=== Task to carry out ===
Rescale the stretch of rows from the line containing "Q: Point out each instance of the white egg" through the end of the rows, both ends included. Give every line of that stretch again with the wording unchanged, and multiply each point coordinate by 2.05, rounding to the nearest whole number with halves going up.

— BEGIN —

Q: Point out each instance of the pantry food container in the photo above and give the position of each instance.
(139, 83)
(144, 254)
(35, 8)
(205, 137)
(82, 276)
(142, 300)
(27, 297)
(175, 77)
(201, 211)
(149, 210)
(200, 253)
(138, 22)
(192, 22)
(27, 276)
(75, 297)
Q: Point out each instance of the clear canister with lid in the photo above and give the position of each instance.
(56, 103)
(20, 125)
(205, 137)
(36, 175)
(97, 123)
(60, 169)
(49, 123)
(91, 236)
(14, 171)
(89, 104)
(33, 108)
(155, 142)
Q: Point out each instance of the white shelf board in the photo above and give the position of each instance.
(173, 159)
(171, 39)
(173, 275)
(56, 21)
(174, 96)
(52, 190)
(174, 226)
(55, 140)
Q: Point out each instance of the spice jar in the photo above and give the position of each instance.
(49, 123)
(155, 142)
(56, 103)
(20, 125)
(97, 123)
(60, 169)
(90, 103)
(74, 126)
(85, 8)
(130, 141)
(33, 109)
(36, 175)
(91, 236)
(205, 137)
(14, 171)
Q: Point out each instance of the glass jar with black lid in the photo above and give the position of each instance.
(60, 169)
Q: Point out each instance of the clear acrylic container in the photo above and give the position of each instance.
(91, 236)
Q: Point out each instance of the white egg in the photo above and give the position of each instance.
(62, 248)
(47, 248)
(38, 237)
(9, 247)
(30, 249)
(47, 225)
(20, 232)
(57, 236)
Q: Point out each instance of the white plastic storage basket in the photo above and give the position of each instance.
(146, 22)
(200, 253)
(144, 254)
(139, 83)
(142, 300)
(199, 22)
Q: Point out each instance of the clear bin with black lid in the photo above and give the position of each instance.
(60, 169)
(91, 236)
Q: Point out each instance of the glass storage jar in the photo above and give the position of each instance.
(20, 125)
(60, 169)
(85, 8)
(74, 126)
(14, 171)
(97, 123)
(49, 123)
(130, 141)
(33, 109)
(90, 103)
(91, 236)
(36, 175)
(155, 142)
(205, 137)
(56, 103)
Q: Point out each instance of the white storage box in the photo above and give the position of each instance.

— END —

=== Complete output ===
Q: Point out each instance of the white egg in the photo above and give the position of each instance.
(127, 508)
(96, 508)
(78, 486)
(18, 506)
(62, 510)
(96, 461)
(41, 476)
(117, 484)
Q: Point out each instance of the white plastic storage basket in the photo above and give the position of each instance.
(299, 45)
(410, 519)
(295, 521)
(285, 170)
(291, 615)
(408, 45)
Q: Point out each instance of the clear bin with black lid in the photo above and give the position of each instance.
(123, 346)
(187, 484)
Q: Point out each instance of the glass storage jar in the photo above and give the position of each instance.
(41, 256)
(123, 346)
(174, 16)
(152, 258)
(29, 351)
(199, 252)
(100, 252)
(267, 289)
(68, 223)
(185, 211)
(187, 484)
(74, 359)
(318, 291)
(420, 281)
(115, 211)
Q: Point out each instance of the white storage box in the photo above and give the position of each instance.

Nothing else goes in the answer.